Texto citado
Porque concorrendo n’elle todas as causas e razões de amor, o deixam para amar as cousas transitórias e mundanas.
Dizei-me, filhos de Adão, que loucura é a vossa, pois, estando em mim todos os bens que o Céo e a terra possuem, andais buscando bens nos charcos lodosos do mundo, e não na fonte pura, d’onde todos elles manam?
Por que razão são tantos, os que tão desassocegada e trabalhosamente buscam as sombras enganosas dos falsos bens d’esta vida, e tão poucos os que me buscam a mim, que sou o auctor e dador da verdadeira felicidade?
Muitos andam perdidos após a formosura das creaturas; mas porque, não havendo cousa alguma mais formosa do que eu, tão poucos são os que me buscam?
Outros estimam em muito a linhagem e a nobreza; e quem mais nobre do que eu, que tenho a Deus eterno por pae, e uma Virgem puríssima por mãe? Porque, pois, são tão poucos os que desejam unir-se commigo, e gozar d’este parentesco?
Sou o Imperador e Monarcha do céo e da terra: por que razão se envergonham os homens de ser meus criados e servidores?
Sou também mui rico, dadivoso, e liberal para quem a mim recorre, e desejo que todos me peçam; e com tudo isto poucos são os que de verdade me pedem!
Sou egualmente perfeita sabedoria do eterno Pae e com tudo isto apenas ha quem commigo se aconselhe?!
Sou a mesma formosura e resplendor de sua gloria, e ninguem d’ella se namora!
Sou fiel e verdadeiro amigo dos que me amam, aos quaes me dou a mim mesmo, e todas minhas cousas; mas quão poucos sãos os que procuram esta amizade!
Sou o caminho recto que vae ter á vida eterna; mas quão poucos são os que por elle querem andar!

Registros do conjunto de dados de anotação
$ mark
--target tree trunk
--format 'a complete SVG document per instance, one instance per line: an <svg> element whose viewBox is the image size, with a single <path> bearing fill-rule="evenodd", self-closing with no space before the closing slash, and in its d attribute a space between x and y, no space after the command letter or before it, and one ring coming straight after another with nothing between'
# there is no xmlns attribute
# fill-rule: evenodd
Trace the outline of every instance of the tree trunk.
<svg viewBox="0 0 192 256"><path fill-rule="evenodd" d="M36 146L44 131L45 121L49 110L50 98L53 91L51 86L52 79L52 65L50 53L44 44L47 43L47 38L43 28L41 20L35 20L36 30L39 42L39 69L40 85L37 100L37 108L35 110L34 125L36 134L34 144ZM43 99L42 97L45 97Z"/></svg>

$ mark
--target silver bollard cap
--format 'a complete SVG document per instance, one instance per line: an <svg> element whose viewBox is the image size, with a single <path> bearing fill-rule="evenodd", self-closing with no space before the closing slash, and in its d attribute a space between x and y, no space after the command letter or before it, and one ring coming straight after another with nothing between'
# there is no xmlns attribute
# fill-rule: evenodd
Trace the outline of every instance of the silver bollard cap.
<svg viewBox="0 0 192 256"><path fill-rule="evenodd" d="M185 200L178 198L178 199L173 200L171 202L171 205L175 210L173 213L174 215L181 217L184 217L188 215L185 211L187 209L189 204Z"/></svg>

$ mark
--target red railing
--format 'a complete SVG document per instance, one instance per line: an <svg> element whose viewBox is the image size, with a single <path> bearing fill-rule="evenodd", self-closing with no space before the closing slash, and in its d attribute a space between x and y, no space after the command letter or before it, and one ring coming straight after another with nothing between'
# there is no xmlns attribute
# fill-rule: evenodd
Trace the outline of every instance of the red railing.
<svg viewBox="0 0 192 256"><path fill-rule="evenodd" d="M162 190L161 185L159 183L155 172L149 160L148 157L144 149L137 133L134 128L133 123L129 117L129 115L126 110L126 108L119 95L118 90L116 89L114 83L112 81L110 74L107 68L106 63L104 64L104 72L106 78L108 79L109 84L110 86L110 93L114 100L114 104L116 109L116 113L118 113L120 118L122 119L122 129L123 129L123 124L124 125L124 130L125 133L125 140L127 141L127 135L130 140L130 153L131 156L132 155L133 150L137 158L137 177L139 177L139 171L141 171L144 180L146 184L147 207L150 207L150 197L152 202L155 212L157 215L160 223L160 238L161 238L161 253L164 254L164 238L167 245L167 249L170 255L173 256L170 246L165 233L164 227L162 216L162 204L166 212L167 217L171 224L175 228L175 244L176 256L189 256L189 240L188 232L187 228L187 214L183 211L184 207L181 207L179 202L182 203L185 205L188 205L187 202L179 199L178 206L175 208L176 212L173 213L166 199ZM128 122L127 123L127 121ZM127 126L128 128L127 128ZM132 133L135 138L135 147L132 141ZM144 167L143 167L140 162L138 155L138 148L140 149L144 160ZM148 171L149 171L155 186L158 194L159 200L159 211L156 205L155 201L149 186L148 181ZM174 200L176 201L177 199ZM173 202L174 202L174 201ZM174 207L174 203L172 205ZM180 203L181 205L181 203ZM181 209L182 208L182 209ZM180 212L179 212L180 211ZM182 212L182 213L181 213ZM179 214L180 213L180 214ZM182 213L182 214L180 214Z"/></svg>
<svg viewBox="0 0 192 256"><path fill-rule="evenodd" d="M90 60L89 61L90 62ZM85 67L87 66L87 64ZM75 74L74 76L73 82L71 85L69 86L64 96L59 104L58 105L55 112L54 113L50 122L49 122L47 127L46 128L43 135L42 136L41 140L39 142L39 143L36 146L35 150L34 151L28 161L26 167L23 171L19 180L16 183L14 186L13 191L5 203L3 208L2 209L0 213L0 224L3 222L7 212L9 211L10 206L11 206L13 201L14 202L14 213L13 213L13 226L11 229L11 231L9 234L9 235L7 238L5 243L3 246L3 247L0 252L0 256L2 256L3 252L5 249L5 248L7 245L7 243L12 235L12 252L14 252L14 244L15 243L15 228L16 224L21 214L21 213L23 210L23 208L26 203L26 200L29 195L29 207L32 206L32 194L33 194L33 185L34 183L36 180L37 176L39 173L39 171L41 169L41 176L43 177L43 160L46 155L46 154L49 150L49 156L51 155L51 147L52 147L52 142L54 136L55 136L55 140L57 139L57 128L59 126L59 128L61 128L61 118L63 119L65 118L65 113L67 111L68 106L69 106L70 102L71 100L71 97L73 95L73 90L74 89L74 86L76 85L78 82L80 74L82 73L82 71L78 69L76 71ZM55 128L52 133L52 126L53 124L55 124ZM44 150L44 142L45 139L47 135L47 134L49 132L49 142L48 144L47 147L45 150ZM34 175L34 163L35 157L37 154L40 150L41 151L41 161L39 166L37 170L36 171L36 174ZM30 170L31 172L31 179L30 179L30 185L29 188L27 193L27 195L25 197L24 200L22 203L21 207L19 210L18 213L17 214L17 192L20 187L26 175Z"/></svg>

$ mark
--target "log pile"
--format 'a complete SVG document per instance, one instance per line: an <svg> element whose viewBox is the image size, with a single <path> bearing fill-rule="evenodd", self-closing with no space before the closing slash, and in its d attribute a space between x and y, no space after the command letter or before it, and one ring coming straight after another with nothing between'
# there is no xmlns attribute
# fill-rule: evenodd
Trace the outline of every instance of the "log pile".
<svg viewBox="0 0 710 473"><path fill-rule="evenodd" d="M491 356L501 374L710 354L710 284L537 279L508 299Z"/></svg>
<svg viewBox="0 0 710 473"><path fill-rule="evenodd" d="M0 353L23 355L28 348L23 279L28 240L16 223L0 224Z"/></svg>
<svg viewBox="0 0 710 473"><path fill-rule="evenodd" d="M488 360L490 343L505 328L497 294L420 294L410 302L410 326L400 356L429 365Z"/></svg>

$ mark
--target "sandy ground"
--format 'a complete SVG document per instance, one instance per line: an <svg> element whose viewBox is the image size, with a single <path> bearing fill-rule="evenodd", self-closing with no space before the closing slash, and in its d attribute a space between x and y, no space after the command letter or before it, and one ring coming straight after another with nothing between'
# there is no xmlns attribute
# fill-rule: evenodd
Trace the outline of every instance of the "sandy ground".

Exercício 1
Responda às perguntas abaixo com base no texto citado.
(a) Quem o texto aponta como pai e como mãe de quem fala?
(b) De onde quem fala se declara Imperador e Monarcha?
(c) A que leva o caminho reto mencionado no texto?
Exercício 2
Transcreva todas as frases do texto citado que começam com a palavra "Sou".
Os registros não são necessários aqui.

Resposta completa 1
(a) O pai é Deus eterno, e a mãe é uma Virgem puríssima.
(b) Do céu e da terra.
(c) À vida eterna.

Resposta completa 2
- Sou o Imperador e Monarcha do céo e da terra: por que razão se envergonham os homens de ser meus criados e servidores?
- Sou também mui rico, dadivoso, e liberal para quem a mim recorre, e desejo que todos me peçam; e com tudo isto poucos são os que de verdade me pedem!
- Sou egualmente perfeita sabedoria do eterno Pae e com tudo isto apenas ha quem commigo se aconselhe?!
- Sou a mesma formosura e resplendor de sua gloria, e ninguem d’ella se namora!
- Sou fiel e verdadeiro amigo dos que me amam, aos quaes me dou a mim mesmo, e todas minhas cousas; mas quão poucos sãos os que procuram esta amizade!
- Sou o caminho recto que vae ter á vida eterna; mas quão poucos são os que por elle querem andar!